Maalesef Diyanet'in tavrı, varlığımızı ve varlığını borçlu olduğu Cumhuriyet Bayramı haftasında da değişmedi. Milli Günümüz ve Atatürk yok sayıldı.

Diyanet'e ilave olarak Ankara Valiliği'nin, Cumhuriyet haftasında “15 Temmuz Demokrasi ve Milli Birlik Günü” etkinlikleri düzenlenmesi dikkat çekti.

Nevşehir Valiliği ise CHP'nin düzenlemek istediği yürüyüşü, “Ülkemizin içinde bulunduğu hassas durumdan dolayı milli güvenlik, kamu düzeni, suç işlenmesinin önlenmesi, başkalarının hak ve özgürlüklerinin korunması” gerekçesiyle yasakladı!..

Acaba “Başkalarının hak ve özgürlüklerinin korunması” denirken, kast edilenler kimlerdir; Cumhuriyet ve Atatürk karşıtları mı?!.

 “FETÖ” İKTİDARDA “AÇILIM” REVAÇTAYKEN BUNLAR OLDU

Tablo bu iken; İstanbul Büyükşehir Belediye Başkanlığı, İstanbul Valiliği İl Müftülüğü'ne ilginç ve önemli bir başvuruda bulundu.

Başvuruda, 28-29 Ekim tarihlerinde mahyalara, “Cumhuriyet Bayramınız Kutlu Olsun” yazılması istendi.

Bunun önemi, dahası talebin yerine getirilmesi veya getirilmemesinin anlamı ne mi?

Üzerinden yaklaşık 10 yıl geçtiğinden, unutmuş olanlar için anlatalım.

Ekim 2009 yılına kadar mahyalarda sadece dini günler değil, milli günler ilişkin yazılar da yer alırdı.

Son olarak 6 Ekim 2009'da İstanbul'un 86. kurtuluş yıldönümü münasebetiyle bazı camilere, “Ne Mutlu Türküm Diyene, Önce Vatan, Ordumuza Şükran Borçluyuz, Milli Birlik Esastır” yazılı mahyalar asıldı.

Malûm; “FETÖ” iktidarda, “Açılım” revaçta, TSK hedefteydi!..

Ertesi günü Zaman, Vakit ve Taraf gazeteleri, el birliğiyle bu mahyalara savaş açtı!..

Zaman, “Tarihi camilere ideolojik mahyalar” başlığını attı... “Demokratik açılım çalışmalarının aralıksız sürdüğü dönemde, asılan mahyalarda ideolojik kavramlar kullanılmasının garip karşılandığı” öne sürüldü... Bunların İstanbul Müftülüğü’nün bilgisi dahilinde hazırlandığı vurgulanıp, “Mahyalar, tek parti döneminde de (1923-1946) ideolojik mesajlar vermek için kullanılmıştı” denildi...

Vakit Gazetesi, “Kim o işgüzâr” başlığı altında, “Açılım sürecinde asılan bu mahyaların tepki çektiğini” bildirdi... Haberde, Özgürder isimli derneğin Başkanı Rıdvan Kaya'nın “Ne Mutlu Türküm Diyene” mahyasının asıldığı Süleymaniye Camii önünde protesto eylemi yaptığı ve “Bu çirkinliğe kimin, hangi gerekçeyle imza attığının ortaya çıkartılmasını istiyoruz” dediği de aktarıldı.

§ **Yapılacak işler**
**1)** Kaynak metne göre İstanbul Büyükşehir Belediye Başkanlığı, 28-29 Ekim tarihlerinde mahyalara hangi yazının yazılmasını istedi?
**2)** Kaynak metinde "Üzerinden yaklaşık 10" sözlerini içeren yerden başlayıp "revaçta, TSK hedefteydi!.." sözleriyle biten bölümü hiç değiştirmeden yeniden yazın.

§ **Verilen öğeler**
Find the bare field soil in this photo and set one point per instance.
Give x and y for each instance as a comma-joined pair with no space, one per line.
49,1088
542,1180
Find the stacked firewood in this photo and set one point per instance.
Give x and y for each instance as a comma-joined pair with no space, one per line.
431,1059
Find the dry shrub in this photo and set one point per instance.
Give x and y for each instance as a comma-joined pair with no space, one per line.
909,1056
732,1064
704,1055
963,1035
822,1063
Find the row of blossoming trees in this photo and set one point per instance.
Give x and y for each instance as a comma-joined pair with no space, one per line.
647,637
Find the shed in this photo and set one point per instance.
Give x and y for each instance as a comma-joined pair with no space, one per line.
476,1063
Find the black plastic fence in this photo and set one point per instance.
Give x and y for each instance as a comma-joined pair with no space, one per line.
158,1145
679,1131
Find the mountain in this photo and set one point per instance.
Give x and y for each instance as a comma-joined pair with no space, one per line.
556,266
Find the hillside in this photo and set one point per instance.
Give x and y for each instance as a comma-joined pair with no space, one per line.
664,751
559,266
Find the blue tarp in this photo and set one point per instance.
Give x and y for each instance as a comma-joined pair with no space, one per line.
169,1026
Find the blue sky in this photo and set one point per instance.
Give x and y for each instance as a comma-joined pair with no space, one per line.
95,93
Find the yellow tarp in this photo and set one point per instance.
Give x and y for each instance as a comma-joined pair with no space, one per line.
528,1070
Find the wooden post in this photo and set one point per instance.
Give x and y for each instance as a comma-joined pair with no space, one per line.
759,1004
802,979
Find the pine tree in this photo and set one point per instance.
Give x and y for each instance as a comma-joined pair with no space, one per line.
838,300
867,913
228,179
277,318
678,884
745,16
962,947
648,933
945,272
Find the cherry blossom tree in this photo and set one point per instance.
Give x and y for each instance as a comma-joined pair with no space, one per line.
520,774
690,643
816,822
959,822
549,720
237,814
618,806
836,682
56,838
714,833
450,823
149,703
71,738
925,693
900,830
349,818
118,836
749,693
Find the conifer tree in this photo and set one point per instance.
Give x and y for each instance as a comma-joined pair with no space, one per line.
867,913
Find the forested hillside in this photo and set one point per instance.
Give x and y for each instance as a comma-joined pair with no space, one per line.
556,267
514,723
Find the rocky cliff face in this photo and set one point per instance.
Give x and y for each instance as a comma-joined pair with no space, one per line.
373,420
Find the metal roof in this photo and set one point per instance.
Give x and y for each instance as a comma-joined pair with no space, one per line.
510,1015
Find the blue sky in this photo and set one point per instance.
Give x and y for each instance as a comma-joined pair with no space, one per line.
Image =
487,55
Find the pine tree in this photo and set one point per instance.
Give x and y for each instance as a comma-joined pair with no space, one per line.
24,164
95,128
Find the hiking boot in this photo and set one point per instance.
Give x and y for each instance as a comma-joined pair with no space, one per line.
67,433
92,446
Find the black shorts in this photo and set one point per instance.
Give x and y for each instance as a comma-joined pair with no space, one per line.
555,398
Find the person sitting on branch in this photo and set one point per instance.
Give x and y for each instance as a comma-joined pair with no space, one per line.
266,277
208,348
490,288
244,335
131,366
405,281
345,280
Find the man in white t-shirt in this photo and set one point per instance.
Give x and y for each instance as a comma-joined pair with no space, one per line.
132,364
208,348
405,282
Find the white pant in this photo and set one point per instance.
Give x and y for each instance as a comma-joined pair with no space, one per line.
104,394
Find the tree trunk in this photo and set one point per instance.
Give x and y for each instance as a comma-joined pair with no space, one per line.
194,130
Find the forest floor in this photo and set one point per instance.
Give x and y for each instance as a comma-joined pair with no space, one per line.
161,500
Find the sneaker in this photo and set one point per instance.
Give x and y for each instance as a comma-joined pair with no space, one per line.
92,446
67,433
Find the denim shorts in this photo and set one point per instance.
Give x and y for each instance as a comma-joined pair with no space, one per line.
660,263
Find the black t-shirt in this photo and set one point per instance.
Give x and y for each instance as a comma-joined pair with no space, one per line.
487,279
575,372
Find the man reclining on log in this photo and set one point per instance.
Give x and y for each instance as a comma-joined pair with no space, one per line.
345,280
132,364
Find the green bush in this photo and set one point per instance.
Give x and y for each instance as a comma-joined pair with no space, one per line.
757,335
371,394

---

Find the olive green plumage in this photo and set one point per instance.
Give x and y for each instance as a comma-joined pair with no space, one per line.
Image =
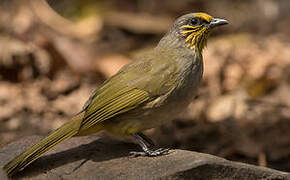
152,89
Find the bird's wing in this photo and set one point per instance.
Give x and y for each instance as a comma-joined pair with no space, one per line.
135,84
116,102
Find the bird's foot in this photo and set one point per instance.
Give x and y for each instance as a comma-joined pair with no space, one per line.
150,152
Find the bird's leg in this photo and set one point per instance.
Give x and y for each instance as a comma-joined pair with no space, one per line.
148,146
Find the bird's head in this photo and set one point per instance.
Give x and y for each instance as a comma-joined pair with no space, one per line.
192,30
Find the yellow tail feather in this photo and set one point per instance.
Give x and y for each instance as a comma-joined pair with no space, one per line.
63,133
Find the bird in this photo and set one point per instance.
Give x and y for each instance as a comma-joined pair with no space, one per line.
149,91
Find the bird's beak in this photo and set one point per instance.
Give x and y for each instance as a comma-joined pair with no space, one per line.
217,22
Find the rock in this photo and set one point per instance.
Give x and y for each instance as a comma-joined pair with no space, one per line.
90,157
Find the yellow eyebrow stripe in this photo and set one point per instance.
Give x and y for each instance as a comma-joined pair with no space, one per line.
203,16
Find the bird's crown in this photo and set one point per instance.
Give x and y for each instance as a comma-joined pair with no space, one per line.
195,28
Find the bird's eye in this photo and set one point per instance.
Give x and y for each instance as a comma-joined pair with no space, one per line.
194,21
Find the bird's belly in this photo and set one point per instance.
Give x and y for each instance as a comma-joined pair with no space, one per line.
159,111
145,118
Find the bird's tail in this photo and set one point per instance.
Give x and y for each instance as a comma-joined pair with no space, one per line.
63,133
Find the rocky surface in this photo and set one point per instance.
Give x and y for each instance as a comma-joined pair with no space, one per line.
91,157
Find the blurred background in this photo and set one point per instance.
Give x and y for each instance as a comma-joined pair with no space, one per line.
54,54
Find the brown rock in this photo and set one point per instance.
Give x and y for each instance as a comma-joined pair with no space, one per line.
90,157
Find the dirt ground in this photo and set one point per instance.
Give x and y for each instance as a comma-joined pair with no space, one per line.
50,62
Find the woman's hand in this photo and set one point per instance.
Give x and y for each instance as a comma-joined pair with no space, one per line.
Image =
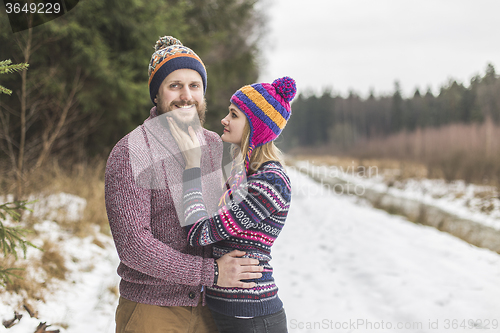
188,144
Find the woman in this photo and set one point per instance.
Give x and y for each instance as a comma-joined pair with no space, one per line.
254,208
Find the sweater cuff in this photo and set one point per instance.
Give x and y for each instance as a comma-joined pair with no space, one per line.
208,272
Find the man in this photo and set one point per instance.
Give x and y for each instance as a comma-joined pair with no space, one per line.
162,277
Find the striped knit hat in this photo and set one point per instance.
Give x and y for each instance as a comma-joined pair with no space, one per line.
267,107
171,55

§ **Cevaplar**
**1)** “Cumhuriyet Bayramınız Kutlu Olsun” yazısının yazılmasını istedi.

**2)**
Üzerinden yaklaşık 10 yıl geçtiğinden, unutmuş olanlar için anlatalım.

Ekim 2009 yılına kadar mahyalarda sadece dini günler değil, milli günler ilişkin yazılar da yer alırdı.

Son olarak 6 Ekim 2009'da İstanbul'un 86. kurtuluş yıldönümü münasebetiyle bazı camilere, “Ne Mutlu Türküm Diyene, Önce Vatan, Ordumuza Şükran Borçluyuz, Milli Birlik Esastır” yazılı mahyalar asıldı.

Malûm; “FETÖ” iktidarda, “Açılım” revaçta, TSK hedefteydi!..